• Given request:
Rewrite the material from the line with "Would you be able to mark the turtle rear" through the end, copying every line unchanged except that each x and y coordinate value in the answers is multiplied by 2.15 and rounded to the nearest whole number, with halves rounded up. Give only those lines.

-- start Data records --

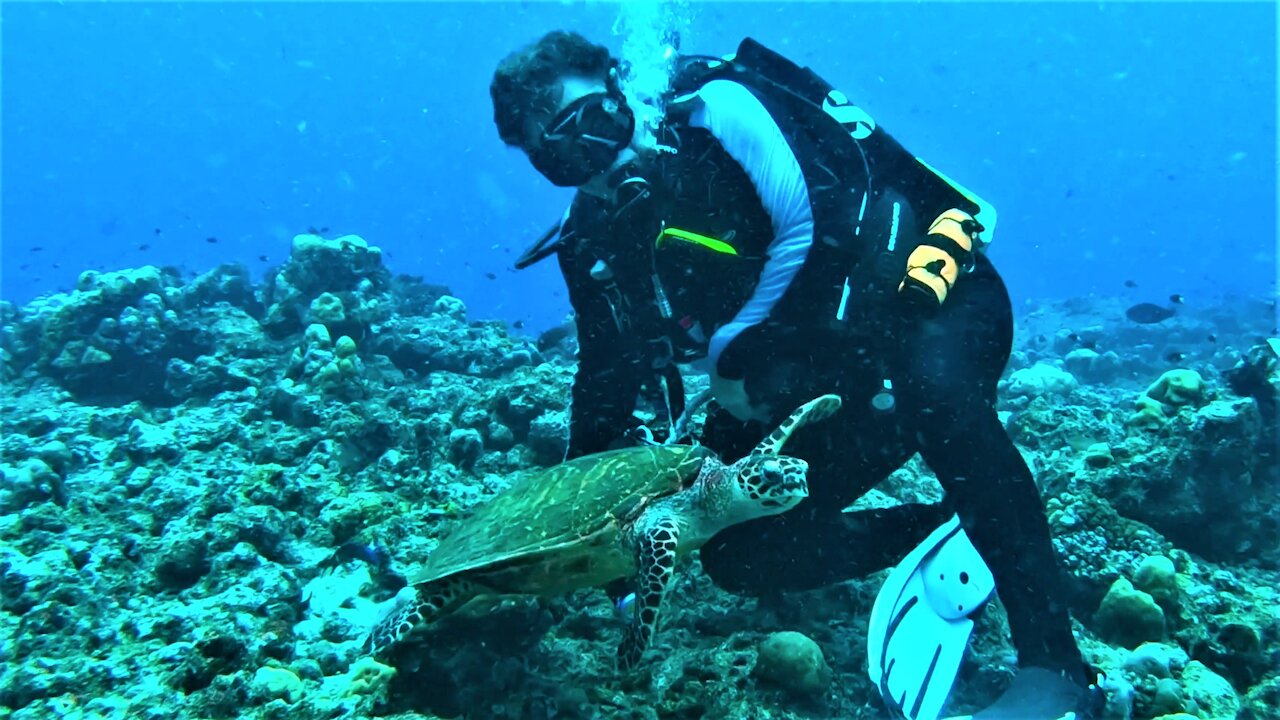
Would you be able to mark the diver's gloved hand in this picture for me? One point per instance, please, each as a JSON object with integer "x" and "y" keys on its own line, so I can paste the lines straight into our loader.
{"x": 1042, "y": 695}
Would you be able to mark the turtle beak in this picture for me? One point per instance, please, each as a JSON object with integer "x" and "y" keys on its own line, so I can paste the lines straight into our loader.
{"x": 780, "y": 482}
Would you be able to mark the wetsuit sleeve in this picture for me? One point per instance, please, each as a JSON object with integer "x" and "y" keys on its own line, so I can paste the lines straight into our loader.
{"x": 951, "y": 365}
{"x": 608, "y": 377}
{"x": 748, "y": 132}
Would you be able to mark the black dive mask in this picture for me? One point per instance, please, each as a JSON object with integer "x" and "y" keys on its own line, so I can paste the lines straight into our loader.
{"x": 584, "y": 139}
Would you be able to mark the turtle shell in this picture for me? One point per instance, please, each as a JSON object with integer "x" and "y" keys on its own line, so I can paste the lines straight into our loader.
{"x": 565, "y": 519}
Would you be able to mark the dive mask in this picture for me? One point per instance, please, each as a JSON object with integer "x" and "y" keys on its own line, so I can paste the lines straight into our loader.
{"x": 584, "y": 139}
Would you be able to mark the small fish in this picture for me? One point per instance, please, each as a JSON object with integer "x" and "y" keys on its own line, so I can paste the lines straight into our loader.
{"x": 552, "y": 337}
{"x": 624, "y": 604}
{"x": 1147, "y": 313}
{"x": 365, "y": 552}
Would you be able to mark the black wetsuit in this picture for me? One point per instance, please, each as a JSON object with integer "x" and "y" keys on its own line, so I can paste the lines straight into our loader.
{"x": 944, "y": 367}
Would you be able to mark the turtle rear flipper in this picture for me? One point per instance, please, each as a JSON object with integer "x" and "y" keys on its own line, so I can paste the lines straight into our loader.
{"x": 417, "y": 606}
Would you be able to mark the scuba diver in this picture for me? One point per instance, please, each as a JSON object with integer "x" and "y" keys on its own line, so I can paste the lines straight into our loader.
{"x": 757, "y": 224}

-- end Data records --

• Exercise answer:
Would you be able to mark the turtle rear flipper in this picture for me? One point per instance, please, each as a JSON object with integer "x" and "y" keys on its own line, so I can paste the lines straight into our loader.
{"x": 897, "y": 1303}
Would you be able to mark the scuba diver in this picture for me? One point per instance, please, each as a JSON object with integer "x" and "y" keys on its own line, so I can paste the lines straight into our loader.
{"x": 1628, "y": 482}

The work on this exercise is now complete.